ENTRIES PROVIDED below:
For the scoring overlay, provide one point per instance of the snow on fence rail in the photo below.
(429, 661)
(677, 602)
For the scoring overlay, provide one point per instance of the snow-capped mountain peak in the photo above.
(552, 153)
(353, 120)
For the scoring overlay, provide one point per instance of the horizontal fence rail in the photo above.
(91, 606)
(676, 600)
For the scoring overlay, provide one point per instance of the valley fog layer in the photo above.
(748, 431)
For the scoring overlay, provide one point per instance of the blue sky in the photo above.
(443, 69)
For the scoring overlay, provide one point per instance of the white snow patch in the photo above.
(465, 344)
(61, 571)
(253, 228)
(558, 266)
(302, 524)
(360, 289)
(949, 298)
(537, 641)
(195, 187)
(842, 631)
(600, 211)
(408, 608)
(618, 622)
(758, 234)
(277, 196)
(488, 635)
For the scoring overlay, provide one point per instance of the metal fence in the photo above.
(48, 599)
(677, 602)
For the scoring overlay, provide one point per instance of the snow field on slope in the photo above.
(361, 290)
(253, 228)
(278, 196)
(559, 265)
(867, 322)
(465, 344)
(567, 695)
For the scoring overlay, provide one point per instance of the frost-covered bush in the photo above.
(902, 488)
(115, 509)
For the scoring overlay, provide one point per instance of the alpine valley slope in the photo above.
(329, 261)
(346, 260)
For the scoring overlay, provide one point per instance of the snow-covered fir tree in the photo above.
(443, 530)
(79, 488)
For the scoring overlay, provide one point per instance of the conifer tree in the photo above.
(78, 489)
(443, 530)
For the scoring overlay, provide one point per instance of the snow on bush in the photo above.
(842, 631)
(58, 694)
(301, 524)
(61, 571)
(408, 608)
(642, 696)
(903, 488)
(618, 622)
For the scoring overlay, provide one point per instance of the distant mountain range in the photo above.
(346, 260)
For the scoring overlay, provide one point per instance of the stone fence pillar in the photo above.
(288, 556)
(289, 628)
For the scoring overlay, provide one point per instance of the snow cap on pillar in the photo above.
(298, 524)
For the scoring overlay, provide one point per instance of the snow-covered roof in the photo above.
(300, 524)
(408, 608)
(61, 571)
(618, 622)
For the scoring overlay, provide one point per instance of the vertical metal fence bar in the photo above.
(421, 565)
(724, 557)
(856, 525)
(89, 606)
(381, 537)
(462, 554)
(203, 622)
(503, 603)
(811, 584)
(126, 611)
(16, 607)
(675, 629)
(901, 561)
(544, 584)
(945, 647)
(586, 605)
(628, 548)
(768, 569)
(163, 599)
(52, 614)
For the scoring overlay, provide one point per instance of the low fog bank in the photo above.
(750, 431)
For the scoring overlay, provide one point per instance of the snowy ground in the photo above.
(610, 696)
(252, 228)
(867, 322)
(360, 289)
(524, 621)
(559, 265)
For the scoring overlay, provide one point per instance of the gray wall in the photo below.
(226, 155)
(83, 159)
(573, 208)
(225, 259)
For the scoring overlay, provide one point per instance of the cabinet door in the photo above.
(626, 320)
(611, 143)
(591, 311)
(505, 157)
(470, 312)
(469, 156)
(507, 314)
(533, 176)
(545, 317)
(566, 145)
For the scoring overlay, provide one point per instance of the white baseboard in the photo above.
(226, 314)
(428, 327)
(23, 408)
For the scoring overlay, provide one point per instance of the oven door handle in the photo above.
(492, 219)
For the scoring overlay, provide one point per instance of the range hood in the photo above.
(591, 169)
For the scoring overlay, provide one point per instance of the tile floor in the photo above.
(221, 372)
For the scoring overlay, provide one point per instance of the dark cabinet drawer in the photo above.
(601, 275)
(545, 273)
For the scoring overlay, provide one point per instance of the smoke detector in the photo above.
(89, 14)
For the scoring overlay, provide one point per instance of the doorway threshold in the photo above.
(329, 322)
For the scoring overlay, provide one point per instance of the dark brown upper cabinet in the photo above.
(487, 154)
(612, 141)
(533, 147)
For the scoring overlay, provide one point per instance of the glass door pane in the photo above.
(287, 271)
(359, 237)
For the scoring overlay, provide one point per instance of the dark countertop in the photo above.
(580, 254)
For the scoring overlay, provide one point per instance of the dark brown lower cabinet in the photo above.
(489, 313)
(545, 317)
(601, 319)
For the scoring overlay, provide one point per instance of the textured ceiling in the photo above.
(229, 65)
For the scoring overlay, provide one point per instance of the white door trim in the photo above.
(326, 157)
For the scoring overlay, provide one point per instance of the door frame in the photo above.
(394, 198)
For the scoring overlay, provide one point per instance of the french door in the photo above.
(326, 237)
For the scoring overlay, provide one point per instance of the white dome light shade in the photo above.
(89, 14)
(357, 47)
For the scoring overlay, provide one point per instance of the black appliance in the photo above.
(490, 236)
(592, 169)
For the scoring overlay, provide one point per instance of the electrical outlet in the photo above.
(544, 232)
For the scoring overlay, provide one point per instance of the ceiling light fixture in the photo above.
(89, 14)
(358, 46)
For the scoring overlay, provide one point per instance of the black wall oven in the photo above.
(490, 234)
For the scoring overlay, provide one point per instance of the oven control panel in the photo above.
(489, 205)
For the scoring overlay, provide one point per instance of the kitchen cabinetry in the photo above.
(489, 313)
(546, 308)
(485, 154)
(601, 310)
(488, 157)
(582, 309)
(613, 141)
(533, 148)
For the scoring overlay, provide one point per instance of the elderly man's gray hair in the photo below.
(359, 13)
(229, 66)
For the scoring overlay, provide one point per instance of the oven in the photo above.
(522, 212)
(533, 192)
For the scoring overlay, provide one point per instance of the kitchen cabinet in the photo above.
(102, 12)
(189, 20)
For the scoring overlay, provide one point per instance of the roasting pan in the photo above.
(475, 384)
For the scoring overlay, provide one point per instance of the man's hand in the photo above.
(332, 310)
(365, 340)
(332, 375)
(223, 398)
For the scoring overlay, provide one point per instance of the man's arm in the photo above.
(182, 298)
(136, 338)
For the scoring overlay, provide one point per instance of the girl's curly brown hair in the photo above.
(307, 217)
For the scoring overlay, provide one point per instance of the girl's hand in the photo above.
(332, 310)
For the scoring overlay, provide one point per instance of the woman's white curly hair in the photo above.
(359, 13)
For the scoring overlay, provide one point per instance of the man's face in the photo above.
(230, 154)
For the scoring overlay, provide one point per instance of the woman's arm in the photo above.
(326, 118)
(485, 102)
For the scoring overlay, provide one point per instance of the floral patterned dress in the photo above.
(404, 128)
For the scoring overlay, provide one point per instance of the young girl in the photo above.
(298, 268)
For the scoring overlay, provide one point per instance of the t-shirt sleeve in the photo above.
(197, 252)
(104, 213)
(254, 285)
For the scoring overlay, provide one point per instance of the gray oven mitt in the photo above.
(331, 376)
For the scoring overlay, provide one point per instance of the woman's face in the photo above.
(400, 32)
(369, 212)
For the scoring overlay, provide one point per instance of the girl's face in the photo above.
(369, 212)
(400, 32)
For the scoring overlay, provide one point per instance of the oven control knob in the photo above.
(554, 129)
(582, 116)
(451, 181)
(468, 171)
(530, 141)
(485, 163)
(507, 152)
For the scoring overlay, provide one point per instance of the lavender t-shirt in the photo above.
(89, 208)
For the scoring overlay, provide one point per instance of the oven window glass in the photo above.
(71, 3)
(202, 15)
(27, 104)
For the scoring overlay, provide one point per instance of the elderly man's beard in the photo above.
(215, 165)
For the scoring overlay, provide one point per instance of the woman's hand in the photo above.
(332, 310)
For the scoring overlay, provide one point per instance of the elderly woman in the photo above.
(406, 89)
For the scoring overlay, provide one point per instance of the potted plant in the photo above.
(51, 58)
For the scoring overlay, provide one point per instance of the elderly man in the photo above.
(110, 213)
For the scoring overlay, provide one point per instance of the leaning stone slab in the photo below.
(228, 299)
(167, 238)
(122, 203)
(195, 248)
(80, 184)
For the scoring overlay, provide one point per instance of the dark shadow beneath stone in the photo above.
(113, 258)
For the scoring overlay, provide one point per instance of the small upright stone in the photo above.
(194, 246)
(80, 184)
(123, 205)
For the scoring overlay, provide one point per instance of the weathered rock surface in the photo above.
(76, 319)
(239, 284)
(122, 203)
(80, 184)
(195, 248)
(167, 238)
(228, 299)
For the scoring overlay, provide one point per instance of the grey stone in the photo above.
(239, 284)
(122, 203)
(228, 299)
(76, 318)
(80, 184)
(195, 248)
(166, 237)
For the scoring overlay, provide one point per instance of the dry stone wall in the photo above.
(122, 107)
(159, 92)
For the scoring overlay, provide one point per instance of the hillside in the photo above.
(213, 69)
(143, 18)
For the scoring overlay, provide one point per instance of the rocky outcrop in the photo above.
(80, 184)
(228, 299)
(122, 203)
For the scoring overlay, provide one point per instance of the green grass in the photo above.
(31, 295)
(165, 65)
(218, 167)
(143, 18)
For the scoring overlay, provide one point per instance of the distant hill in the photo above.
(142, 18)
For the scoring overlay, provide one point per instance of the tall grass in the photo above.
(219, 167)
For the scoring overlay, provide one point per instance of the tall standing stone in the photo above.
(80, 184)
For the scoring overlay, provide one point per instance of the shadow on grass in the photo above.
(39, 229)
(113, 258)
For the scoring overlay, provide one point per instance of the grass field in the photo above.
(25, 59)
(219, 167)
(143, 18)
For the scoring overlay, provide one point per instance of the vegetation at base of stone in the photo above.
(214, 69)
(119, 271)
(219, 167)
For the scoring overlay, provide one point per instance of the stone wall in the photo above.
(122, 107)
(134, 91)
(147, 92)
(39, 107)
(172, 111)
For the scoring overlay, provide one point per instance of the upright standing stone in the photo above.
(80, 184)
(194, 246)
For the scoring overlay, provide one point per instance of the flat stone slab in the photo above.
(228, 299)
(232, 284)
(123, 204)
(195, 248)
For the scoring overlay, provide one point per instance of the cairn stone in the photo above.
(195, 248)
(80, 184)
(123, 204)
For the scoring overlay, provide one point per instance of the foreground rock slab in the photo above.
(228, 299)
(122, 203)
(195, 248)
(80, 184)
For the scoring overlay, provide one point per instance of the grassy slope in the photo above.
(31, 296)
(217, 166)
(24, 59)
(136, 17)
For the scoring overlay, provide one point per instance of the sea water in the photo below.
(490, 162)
End of ENTRIES PROVIDED.
### EXERCISE:
Only the span from the line with "on grass in the photo above." through the final line of the records goes in the output, each line unchanged.

### YOUR RESPONSE:
For the scoring overlay, provide one point per instance of the shadow on grass in the photo above.
(39, 229)
(113, 258)
For the scoring overlay, provide one point per instance of the grass field in the photo above.
(25, 59)
(219, 167)
(143, 18)
For the scoring overlay, provide one point per instance of the vegetation at base of stone in the photo above.
(214, 69)
(119, 271)
(219, 167)
For the scoring overlay, provide one point per instance of the stone wall in the photo above.
(122, 107)
(134, 91)
(147, 92)
(39, 107)
(172, 111)
For the scoring overlay, provide one point per instance of the upright standing stone in the photo above.
(80, 184)
(194, 246)
For the scoring overlay, provide one point per instance of the flat stone slab in the photo above.
(228, 299)
(232, 284)
(123, 204)
(195, 248)
For the scoring overlay, provide one point per instance of the cairn stone in the photo above.
(195, 248)
(80, 184)
(123, 204)
For the scoring overlay, provide one point per instance of the foreground rock slab in the photo above.
(228, 299)
(122, 203)
(195, 248)
(80, 184)
For the scoring overlay, provide one point per instance of the grassy slope in the photo above.
(31, 296)
(217, 166)
(24, 59)
(136, 17)
For the scoring overlay, provide one point per instance of the sea water in the photo below.
(490, 162)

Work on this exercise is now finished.